◆ TUGAS YANG DIKERJAKAN
[1] Menurut artikel tentang Covid-19 dan risiko penyakit saraf, berapa jumlah seluruh peserta studi tersebut?
[2] Lanjutkan artikel tentang Covid-19 dan risiko penyakit saraf dari kalimat terakhir yang tertera.

◆ TEKS BACAAN
+---+

Studi Ungkap Covid-19 Bisa Tingkatkan Risiko Alzheimer, Parkinson, dan Strok
Peneliti ungkap kaitan antara Covid-19 dengan risiko Alzheimer, Parkinson, dan strok.
REPUBLIKA.CO.ID, JAKARTA -- Studi baru di Denmark menemukan pasien rawat jalan Covid-19 memiliki risiko lebih tinggi didiagnosis dengan Parkinson, Alzheimer, strok, dan pendarahan otak jika dibandingkan dengan pasien negatif Covid-19. Namun, menurut sebuah penelitian terbaru yang diterbitkan di Frontiers in Neurology pada Juni tersebut, sebagian besar gangguan neurologis tidak lebih sering terjadi setelah Covid-19 daripada setelah infeksi pernapasan lainnya.
"Lebih dari dua tahun setelah dimulainya pandemi Covid 19, sifat dan evolusi yang tepat dari efek Covid-19 pada gangguan neurologis tetap tidak tercirikan," ujar penulis utama Dr Pardis Zarifkar, anggota Departemen Neurologi di Rigshospitalet Hospital, Kopenhagen, Denmark, seperti dilansir laman Fox News, Selasa (28/6/2022).
Penelitian sebelumnya telah menetapkan hubungan Covid-19 dengan sindrom neurologis. Akan tetapi, sampai sekarang tidak diketahui apakah infeksi SARS-CoV-2 juga memengaruhi kejadian penyakit saraf tertentu dan apakah itu berbeda dari infeksi pernapasan lainnya.
Studi yang belum lama ini dipresentasikan di Kongres Akademi Neurologi Eropa ke-8, melibatkan 43.375 orang yang dinyatakan positif Covid-19 dan 876.356 orang dinyatakan negatif. Totalnya 919.731 peserta.
Studi ini menggunakan catatan kesehatan elektronik yang mencakup sekitar 50 persen populasi Denmark, yang diperkirakan memiliki populasi tiga juta orang. Studi tersebut menganalisis mereka yang dites positif Covid-19 dan pneumonia bakteri di fasilitas berbasis rumah sakit antara Februari 2020 hingga November 2021.
Selain itu, studi juga meninjau pasien influenza dari periode pra pandemi antara Februari 2018 hingga November 2019. Dari 43.375 pasien positif Covid-19, 35.362 pasien rawat jalan, dan 8.013 dirawat di rumah sakit.

+---+

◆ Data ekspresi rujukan
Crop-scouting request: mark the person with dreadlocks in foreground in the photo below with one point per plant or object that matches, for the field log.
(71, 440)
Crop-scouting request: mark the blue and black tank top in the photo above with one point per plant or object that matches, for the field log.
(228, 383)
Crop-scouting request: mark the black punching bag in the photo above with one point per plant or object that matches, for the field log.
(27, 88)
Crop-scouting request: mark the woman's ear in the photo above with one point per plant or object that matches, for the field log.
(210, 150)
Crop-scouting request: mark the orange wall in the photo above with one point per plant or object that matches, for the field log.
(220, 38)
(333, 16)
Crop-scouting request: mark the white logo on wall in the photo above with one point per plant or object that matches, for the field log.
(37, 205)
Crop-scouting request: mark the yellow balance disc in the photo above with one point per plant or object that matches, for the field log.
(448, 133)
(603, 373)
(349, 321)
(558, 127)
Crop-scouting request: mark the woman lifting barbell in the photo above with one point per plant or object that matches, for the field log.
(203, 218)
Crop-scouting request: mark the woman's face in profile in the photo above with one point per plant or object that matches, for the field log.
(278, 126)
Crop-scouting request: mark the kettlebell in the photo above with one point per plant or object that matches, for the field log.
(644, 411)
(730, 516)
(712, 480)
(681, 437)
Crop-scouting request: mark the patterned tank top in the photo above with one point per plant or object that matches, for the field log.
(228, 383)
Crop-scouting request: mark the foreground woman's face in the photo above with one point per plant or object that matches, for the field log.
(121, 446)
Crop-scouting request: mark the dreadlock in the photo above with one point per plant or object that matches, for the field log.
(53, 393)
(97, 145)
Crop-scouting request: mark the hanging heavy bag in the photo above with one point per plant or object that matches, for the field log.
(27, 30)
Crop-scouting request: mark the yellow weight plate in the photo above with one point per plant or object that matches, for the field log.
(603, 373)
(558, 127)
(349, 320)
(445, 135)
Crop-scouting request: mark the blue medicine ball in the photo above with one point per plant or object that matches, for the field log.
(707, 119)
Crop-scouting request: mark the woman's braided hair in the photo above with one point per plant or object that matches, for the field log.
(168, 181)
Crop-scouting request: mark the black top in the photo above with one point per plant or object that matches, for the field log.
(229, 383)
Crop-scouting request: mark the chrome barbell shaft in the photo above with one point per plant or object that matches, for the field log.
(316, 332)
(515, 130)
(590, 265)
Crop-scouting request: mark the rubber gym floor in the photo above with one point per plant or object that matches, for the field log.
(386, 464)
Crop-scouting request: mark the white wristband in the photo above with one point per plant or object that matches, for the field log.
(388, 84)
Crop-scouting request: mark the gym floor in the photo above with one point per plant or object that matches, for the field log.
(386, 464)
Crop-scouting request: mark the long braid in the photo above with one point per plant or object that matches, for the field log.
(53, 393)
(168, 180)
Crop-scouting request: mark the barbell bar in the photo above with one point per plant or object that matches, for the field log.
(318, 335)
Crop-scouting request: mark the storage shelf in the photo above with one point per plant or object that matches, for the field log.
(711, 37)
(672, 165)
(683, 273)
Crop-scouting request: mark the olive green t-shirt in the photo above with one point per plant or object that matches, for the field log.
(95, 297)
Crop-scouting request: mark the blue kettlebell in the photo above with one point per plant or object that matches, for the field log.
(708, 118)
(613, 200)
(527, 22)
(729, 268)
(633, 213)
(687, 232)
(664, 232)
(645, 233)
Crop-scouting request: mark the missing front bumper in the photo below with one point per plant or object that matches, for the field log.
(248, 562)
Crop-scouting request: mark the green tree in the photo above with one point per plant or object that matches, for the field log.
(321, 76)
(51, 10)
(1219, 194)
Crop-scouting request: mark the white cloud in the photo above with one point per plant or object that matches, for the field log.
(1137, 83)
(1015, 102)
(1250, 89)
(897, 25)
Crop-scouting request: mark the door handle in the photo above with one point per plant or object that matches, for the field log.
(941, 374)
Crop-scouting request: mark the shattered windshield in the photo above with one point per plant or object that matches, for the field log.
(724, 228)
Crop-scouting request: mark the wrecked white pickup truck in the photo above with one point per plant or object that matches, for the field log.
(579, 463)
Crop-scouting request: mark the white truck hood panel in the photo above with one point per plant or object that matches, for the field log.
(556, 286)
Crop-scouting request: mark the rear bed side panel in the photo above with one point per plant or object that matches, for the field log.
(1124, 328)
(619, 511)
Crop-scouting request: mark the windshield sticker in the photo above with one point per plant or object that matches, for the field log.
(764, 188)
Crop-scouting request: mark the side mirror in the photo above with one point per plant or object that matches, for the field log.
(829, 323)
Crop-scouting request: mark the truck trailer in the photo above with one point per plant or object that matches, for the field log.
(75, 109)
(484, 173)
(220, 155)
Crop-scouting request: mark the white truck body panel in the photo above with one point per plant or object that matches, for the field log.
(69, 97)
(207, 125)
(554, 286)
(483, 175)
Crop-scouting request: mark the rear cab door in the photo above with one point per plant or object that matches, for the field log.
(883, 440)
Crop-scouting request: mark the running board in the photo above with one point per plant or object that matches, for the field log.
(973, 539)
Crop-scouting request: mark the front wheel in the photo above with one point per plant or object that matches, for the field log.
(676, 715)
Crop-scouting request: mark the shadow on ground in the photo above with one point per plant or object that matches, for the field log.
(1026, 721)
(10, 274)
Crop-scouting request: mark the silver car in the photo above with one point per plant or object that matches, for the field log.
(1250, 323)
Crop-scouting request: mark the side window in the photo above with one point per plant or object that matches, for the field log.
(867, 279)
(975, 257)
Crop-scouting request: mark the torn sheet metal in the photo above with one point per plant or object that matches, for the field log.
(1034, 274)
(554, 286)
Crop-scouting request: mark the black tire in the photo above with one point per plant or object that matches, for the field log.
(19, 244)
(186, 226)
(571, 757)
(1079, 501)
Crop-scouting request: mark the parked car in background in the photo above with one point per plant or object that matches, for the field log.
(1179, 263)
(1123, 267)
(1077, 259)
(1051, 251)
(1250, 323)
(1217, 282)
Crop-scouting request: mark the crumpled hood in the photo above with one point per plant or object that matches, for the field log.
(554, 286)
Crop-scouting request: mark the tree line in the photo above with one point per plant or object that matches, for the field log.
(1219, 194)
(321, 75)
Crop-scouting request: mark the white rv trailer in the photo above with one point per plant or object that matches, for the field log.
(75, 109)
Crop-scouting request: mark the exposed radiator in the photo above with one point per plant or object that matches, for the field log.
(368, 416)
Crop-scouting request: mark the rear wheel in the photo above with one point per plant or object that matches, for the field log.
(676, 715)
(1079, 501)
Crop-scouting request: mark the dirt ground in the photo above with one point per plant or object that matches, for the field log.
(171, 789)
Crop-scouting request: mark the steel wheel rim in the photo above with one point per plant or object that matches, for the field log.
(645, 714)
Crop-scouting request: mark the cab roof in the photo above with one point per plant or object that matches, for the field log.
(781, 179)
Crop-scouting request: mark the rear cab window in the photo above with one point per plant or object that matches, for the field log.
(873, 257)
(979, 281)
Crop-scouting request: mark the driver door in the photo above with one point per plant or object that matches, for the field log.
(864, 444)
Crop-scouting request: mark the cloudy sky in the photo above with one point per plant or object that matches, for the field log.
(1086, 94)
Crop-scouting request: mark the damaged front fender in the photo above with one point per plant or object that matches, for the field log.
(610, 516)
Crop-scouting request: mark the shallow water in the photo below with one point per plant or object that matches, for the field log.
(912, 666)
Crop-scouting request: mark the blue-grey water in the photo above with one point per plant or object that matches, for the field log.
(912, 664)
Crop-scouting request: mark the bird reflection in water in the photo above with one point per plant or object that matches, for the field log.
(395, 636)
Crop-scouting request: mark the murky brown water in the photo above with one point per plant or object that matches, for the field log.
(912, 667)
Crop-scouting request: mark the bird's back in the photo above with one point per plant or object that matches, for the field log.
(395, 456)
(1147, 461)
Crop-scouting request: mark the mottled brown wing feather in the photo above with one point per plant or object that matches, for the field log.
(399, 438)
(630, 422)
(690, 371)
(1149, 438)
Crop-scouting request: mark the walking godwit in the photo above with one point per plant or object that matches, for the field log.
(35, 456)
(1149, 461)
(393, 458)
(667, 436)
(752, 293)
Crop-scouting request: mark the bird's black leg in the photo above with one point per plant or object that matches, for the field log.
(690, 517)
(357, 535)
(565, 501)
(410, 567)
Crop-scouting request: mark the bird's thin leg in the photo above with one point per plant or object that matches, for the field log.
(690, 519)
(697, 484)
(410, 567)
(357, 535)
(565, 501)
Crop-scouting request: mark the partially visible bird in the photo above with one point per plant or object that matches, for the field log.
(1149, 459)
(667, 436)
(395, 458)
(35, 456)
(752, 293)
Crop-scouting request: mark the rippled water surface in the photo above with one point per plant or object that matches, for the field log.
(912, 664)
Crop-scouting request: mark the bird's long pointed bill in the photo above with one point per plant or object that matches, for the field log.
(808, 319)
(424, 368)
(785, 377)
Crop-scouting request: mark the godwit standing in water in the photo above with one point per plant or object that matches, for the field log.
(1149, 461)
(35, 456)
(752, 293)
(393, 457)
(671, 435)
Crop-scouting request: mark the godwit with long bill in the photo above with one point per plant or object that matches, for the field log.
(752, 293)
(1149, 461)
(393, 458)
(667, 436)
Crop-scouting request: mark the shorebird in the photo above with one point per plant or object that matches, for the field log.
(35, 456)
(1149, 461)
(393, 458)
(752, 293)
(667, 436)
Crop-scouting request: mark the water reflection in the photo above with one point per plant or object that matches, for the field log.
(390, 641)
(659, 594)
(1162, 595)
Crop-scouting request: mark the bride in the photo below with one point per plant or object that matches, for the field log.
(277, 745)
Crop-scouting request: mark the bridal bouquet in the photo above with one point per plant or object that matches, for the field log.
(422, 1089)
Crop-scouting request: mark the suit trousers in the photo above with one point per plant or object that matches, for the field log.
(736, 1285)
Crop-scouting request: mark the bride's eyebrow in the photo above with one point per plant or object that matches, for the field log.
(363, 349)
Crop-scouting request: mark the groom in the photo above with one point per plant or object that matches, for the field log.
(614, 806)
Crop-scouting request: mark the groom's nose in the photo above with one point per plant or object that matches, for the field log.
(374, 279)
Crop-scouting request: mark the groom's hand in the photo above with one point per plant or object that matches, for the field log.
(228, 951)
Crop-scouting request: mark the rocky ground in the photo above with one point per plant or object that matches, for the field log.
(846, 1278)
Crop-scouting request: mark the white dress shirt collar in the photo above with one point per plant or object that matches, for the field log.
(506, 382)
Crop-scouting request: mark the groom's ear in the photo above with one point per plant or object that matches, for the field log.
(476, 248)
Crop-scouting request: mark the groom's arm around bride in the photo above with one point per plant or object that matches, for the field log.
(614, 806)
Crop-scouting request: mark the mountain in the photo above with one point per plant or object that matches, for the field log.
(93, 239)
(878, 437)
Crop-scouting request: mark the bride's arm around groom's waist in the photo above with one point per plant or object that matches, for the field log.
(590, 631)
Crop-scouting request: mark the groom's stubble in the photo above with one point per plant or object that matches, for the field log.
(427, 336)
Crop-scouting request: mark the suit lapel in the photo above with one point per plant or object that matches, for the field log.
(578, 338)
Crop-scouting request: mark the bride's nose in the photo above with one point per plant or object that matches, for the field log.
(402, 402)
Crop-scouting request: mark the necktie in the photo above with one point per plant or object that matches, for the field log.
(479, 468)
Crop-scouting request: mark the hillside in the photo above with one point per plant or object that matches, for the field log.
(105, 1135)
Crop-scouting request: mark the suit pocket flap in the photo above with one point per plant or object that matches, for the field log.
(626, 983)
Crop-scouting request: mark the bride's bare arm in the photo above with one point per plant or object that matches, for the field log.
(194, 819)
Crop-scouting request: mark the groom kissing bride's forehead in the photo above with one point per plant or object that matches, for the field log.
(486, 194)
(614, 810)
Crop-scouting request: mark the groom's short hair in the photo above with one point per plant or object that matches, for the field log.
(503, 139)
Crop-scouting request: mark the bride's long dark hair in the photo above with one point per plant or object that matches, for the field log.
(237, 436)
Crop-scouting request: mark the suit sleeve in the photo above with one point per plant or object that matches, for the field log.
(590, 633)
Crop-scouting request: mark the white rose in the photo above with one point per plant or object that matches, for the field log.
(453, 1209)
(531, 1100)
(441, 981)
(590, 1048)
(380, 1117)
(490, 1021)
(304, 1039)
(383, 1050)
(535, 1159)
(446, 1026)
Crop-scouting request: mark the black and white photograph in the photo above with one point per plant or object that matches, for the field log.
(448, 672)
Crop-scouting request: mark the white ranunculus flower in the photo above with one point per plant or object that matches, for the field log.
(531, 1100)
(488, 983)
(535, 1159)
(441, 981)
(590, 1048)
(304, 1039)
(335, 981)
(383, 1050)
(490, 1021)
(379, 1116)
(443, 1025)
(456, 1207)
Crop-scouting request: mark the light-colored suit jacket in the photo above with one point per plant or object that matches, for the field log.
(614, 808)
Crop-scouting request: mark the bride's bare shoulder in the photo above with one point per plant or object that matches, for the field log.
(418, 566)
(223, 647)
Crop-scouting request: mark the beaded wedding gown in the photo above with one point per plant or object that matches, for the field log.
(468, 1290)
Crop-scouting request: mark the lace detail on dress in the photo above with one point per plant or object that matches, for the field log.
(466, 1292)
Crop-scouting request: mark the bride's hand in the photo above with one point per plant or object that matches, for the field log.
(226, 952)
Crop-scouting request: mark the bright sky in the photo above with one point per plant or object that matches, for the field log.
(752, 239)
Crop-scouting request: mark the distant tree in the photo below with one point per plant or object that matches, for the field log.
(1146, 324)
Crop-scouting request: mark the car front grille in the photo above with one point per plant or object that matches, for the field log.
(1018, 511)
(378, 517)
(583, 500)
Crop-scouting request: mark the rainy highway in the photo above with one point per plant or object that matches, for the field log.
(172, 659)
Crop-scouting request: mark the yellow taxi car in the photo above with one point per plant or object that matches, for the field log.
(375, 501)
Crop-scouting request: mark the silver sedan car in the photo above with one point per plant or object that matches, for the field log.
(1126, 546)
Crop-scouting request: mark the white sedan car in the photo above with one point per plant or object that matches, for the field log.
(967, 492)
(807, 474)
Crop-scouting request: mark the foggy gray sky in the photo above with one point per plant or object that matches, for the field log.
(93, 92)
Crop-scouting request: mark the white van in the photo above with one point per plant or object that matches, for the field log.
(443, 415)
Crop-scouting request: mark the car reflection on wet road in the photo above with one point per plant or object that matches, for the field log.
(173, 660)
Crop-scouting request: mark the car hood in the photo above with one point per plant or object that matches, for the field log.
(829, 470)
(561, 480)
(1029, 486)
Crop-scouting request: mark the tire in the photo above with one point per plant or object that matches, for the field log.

+---+

◆ JAWABAN TUGAS
[1] Studi tersebut melibatkan 919.731 peserta.

[2]
Para peneliti menemukan pasien rawat jalan yang dites positif Covid-19 memiliki risiko 3,5 kali didiagnosis penyakit Alzheimer, 2,6 kali peningkatan risiko penyakit Parkinson, dan 2,7 kali peningkatan risiko strok iskemik. Mereka juga 4,8 kali mengalami peningkatan risiko perdarahan intraserebral, yakni pendarahan di otak.
Namun, ketika para peneliti membandingkan risiko relatif gangguan neurologis dengan penyakit pernapasan lainnya, seperti influenza, peningkatan risiko sebagian besar penyakit neurologis tidak lebih tinggi pada pasien positif Covid-19 dibandingkan dengan mereka yang didiagnosis dengan penyakit pernapasan lainnya. Para peneliti menemukan risiko strok iskemik meningkat di antara pasien Covid-19 yang dirawat di rumah sakit jika dibandingkan dengan pasien rawat inap dengan influenza.
Penelitian ini terbatas karena tidak memperhitungkan variabel pengganggu potensial seperti sosial ekonomi, gaya hidup, komorbiditas yang sudah ada sebelumnya dan lama rawat inap. Meskipun mencakup populasi yang besar, penelitian ini hanya dapat meninjau sebagian dari jumlah absolut individu yang diuji di negara tersebut.
Hal ini karena yang digunakan untuk menganalisis penelitian tersebut hanya tes Covid-19 yang dilakukan di fasilitas rumah sakit yang terdaftar dalam sistem catatan kesehatan elektronik Denmark.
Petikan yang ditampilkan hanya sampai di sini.